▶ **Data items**
--- Start ---

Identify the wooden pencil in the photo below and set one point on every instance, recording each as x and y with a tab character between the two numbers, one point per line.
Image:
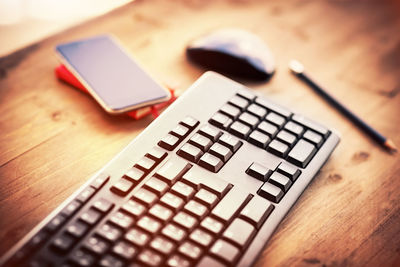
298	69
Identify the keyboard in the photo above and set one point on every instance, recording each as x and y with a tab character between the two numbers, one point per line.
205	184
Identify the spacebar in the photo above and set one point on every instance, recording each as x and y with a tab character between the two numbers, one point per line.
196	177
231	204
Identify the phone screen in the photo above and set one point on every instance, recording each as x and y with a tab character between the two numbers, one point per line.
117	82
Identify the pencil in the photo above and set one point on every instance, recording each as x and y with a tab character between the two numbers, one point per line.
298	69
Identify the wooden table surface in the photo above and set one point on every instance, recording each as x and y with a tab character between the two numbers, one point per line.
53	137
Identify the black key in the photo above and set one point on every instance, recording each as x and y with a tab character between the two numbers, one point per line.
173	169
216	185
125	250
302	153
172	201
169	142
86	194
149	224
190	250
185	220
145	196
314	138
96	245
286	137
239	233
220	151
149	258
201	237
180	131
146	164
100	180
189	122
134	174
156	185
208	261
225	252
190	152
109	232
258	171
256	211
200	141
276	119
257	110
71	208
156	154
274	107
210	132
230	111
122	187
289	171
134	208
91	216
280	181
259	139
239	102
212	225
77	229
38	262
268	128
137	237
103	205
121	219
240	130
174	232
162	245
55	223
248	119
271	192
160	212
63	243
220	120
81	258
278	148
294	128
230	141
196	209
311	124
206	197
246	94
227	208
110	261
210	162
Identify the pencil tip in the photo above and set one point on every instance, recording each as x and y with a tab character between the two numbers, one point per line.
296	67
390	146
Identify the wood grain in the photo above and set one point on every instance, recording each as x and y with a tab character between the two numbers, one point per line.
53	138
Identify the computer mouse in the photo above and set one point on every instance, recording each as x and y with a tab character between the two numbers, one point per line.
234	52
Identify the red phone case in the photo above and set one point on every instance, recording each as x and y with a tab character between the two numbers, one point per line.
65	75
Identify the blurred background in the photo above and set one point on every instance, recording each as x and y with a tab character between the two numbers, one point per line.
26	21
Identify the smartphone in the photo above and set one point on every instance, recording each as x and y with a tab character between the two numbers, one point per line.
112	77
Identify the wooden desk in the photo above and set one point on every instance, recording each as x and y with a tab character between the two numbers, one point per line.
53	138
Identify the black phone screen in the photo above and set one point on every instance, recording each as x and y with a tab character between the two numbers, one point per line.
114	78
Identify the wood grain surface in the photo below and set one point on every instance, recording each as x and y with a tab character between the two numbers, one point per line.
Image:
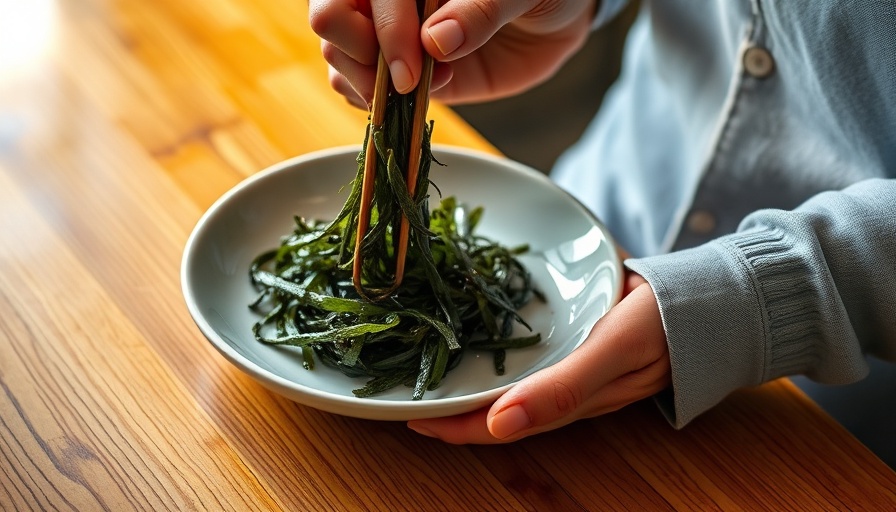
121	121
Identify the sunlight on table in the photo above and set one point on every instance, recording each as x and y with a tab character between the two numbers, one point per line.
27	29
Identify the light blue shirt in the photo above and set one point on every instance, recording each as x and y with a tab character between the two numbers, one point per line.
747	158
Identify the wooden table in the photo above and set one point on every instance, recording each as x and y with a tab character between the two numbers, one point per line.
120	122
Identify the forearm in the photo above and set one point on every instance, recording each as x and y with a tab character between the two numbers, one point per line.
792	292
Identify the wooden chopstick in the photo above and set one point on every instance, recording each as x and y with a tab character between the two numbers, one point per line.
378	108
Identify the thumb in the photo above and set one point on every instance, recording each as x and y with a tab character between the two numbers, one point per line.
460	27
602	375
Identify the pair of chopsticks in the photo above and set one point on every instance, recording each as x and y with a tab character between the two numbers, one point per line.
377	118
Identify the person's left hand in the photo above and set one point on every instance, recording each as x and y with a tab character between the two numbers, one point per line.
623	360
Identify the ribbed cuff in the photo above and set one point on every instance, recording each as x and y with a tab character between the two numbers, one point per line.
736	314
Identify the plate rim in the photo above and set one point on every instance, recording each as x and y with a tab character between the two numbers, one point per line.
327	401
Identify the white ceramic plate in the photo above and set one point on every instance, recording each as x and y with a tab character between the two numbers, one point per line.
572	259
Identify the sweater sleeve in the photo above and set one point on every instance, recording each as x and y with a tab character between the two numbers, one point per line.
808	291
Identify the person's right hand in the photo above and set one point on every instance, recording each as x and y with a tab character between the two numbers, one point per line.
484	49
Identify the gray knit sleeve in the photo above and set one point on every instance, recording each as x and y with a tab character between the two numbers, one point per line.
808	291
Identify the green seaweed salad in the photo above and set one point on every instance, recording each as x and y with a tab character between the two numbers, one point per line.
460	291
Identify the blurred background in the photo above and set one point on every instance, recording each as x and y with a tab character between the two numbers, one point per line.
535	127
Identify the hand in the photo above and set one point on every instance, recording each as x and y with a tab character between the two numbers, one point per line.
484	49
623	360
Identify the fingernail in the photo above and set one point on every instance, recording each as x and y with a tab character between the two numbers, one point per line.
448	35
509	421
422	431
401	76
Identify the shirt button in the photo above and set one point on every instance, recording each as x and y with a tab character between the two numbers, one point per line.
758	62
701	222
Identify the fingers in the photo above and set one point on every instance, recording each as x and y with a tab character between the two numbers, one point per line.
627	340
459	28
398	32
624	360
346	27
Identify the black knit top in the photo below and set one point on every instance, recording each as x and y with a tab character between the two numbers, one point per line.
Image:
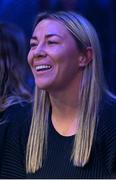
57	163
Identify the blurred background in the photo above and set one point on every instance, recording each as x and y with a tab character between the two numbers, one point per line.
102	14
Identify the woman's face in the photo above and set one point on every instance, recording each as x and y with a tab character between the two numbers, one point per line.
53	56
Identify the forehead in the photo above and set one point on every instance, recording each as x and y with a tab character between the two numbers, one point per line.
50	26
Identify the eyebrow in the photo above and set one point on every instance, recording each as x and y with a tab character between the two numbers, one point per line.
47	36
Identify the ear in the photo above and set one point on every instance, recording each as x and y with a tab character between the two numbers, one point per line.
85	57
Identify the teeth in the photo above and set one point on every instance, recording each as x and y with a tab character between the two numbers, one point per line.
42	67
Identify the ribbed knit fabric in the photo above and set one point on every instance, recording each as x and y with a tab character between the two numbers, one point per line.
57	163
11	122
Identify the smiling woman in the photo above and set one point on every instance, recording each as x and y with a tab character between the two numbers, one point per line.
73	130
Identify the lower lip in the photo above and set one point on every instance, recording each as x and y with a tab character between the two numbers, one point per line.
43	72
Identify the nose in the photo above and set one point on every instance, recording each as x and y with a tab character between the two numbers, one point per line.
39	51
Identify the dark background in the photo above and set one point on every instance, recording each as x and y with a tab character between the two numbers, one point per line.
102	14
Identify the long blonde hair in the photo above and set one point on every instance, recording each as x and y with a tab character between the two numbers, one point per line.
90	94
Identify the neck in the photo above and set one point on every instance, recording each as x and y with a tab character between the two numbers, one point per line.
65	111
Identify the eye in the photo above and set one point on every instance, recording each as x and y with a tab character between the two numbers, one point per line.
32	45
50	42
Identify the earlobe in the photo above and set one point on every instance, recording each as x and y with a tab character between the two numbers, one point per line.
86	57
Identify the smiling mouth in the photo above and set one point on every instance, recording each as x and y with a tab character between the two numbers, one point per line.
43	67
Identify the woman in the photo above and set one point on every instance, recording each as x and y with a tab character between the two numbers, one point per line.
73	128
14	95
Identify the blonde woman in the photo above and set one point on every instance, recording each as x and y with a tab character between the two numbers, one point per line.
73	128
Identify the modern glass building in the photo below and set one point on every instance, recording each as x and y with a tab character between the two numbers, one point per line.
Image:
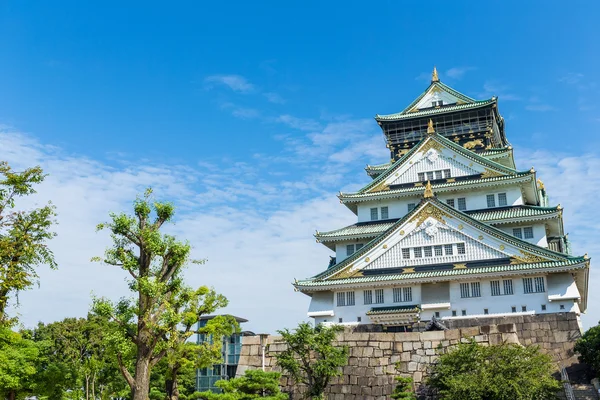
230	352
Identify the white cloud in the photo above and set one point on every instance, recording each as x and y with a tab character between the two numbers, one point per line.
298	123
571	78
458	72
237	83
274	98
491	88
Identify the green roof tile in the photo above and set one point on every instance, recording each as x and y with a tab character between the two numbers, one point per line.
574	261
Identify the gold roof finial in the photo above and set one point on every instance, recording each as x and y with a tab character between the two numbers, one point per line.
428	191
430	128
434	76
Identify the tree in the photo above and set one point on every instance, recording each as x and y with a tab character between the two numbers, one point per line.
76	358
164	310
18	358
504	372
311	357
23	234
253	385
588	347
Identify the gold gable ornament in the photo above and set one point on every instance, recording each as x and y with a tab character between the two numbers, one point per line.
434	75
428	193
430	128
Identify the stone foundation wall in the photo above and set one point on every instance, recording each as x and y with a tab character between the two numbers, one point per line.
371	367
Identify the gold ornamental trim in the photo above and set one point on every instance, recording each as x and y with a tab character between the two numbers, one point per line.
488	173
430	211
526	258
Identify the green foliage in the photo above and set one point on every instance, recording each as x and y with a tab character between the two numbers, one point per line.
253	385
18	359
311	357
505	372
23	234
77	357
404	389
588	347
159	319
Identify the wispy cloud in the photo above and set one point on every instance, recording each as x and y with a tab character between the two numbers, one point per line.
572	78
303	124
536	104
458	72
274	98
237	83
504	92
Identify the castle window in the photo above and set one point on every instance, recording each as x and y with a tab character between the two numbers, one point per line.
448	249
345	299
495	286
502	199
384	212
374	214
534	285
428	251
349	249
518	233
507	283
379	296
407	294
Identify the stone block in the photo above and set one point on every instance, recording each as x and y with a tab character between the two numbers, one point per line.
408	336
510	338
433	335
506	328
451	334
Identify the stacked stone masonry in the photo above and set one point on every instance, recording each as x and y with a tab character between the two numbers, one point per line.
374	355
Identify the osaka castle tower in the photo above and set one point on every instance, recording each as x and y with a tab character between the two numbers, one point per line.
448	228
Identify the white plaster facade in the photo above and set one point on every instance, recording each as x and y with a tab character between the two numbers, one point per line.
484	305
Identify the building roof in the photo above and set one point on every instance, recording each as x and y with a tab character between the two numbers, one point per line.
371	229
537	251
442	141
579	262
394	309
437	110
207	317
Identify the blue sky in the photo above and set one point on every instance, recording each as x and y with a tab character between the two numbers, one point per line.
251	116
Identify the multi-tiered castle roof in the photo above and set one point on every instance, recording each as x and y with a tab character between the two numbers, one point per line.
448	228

--- End ---

▶ **What the task requires**
Repeat, without changes, every line from the one that contains "Identify the wispy" through the final line of the data.

▶ **Completed exercise**
Identify the wispy cloud in the photo above and set one point on every instance, recording each as x and y with a tab character between the two numbers, one point per line.
572	78
303	124
536	104
458	72
274	98
237	83
504	92
Identify the castle window in the photo above and set one point on every instance, recording each as x and y with a tab character between the two numbers, one point per line.
448	249
345	299
495	286
502	199
384	212
374	214
534	285
428	251
349	249
518	233
507	283
379	296
407	294
Identify the stone block in the photo above and set one point on every instance, recording each as x and y with a tab character between the two numbers, one point per line.
408	336
510	338
433	335
506	328
451	334
Identify the stacked stone masonry in the photo above and set one point on every instance, recording each as x and y with a tab character between the two numbers, one point per line.
374	355
Identify the osaka castle tower in the photo above and set one point on every instance, recording each as x and y with a tab character between the two numbers, one point per line.
448	228
Identify the white plaster facade in the photo above and set one point on every instance, recording each as x and y with a tab character between the two numbers, one point per line.
484	305
Identify the building roof in the photo above and set one point on every instance, recording each as x and y with a tab character between the two numbers, one point per line.
371	229
537	251
442	141
579	262
394	309
437	110
207	317
Identify the blue sky in the photo above and set one point on every instance, recording each as x and y with a tab character between the two numbers, one point per line.
251	116
Identify the multi-tiered castle roof in the photo above and set one point on every instance, recording each as x and y with a tab character between the two numbers, one point per line.
448	228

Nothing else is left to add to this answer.